Exercise details: Two lines mark the range in the entries below: the one holding "In the picture above, where can the pink" and the one holding "In the picture above, where can the child". Set down those two and all lines between them, exactly.
"""
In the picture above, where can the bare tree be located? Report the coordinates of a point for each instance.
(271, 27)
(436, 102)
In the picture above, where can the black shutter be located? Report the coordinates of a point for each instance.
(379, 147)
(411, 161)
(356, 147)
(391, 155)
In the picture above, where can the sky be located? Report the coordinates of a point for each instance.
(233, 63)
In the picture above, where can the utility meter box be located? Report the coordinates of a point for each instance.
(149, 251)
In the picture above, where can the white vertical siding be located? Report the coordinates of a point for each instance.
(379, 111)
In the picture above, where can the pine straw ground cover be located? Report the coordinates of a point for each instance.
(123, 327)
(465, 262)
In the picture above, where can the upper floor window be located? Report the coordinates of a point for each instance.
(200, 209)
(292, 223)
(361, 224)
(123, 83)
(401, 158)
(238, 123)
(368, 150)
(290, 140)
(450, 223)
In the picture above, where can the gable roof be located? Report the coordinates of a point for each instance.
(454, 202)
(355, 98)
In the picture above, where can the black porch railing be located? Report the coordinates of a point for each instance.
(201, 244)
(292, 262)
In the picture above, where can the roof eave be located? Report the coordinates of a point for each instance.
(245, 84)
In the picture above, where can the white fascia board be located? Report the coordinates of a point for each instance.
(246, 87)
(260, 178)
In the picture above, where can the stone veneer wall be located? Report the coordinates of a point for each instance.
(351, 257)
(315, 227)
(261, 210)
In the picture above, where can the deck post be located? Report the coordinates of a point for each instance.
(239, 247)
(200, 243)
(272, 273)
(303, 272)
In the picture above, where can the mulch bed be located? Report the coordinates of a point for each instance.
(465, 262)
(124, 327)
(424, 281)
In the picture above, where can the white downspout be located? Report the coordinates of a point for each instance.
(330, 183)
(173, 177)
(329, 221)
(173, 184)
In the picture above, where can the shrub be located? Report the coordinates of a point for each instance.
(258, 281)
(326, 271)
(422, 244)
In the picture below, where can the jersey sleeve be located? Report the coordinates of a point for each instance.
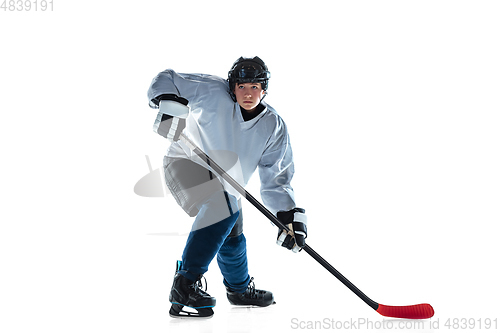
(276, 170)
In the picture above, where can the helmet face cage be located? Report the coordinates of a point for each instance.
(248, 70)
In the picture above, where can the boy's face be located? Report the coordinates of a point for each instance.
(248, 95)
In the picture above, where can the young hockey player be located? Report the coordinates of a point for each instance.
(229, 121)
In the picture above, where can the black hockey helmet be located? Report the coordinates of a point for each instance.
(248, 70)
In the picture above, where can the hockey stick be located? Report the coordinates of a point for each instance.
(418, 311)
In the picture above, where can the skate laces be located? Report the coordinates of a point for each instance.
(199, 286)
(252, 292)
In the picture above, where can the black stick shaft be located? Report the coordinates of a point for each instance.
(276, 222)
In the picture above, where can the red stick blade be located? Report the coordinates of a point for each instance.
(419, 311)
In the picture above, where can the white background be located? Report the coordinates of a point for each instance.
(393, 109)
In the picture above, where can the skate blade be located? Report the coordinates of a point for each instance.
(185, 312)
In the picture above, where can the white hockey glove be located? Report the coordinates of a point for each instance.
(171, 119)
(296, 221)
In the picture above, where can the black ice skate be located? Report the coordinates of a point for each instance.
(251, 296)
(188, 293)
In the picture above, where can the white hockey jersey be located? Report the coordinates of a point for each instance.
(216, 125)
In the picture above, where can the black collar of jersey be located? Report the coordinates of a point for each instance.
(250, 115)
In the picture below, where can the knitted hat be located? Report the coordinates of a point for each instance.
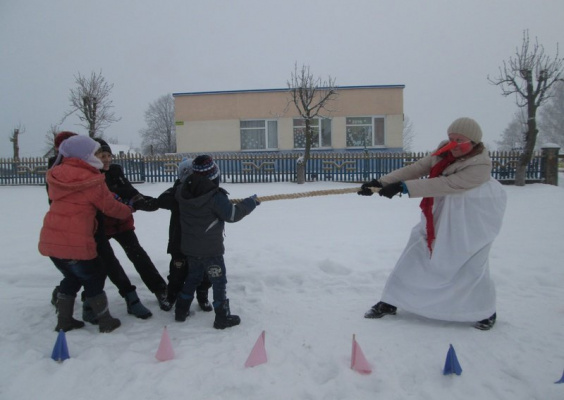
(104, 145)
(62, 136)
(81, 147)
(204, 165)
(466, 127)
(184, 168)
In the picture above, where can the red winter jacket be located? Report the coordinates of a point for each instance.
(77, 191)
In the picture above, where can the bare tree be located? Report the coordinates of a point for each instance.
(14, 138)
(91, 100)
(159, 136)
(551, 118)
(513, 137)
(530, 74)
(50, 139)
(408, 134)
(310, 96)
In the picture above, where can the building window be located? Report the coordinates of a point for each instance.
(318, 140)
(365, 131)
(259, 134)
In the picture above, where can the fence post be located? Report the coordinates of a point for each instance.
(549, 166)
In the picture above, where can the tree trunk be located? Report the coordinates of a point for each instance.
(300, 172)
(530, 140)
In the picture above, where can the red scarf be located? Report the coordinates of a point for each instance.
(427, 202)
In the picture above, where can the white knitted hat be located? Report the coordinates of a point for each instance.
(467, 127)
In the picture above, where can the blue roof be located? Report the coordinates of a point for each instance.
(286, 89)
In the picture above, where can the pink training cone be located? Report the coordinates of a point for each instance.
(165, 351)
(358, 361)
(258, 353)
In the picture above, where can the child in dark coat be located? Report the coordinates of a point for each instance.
"""
"""
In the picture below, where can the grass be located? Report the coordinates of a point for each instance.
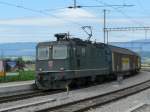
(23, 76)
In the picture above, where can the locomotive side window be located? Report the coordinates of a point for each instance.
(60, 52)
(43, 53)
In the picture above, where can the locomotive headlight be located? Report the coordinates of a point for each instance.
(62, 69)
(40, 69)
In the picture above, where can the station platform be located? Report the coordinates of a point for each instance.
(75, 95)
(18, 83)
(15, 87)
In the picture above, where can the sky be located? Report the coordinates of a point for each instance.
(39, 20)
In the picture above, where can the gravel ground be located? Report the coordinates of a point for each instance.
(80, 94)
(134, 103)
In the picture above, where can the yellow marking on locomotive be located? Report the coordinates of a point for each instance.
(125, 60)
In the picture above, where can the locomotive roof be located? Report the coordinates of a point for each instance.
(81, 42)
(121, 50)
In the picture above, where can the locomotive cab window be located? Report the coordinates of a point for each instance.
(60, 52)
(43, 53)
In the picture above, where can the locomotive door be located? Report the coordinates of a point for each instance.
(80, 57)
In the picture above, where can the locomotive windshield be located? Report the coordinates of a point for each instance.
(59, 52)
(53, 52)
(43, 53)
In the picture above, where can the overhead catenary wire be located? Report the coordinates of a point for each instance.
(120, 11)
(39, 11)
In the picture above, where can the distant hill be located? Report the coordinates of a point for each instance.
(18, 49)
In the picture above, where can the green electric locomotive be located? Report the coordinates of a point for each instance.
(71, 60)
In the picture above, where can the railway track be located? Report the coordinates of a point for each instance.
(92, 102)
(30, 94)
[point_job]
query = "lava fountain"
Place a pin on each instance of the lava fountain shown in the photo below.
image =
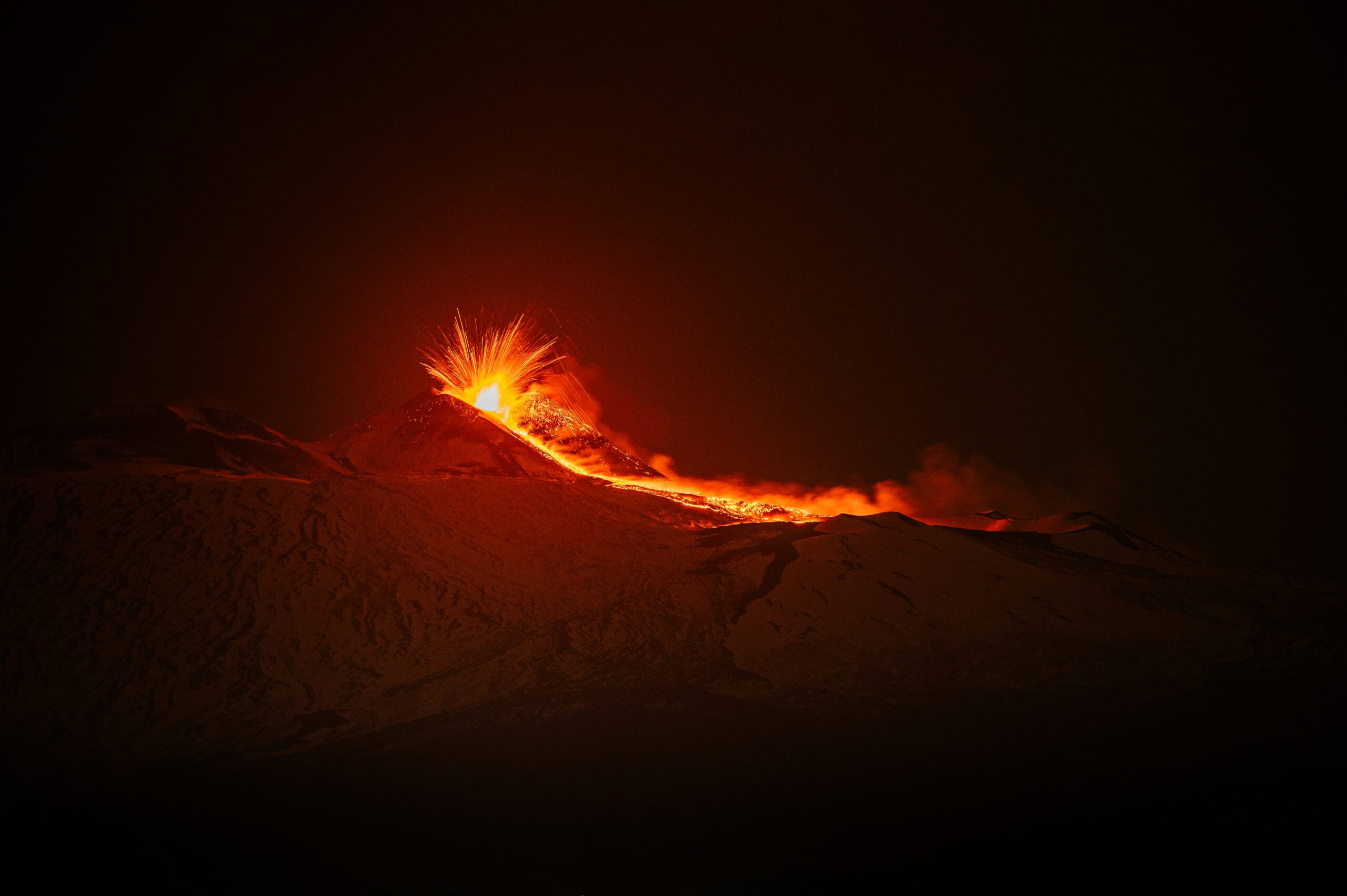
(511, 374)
"""
Result below:
In the picture above, where can the pink training cone be located? Report the coordinates of a point for each instance.
(165, 351)
(358, 361)
(258, 353)
In the picture above, where can the child in dark coat be located? Report the coordinates of a point for each instance.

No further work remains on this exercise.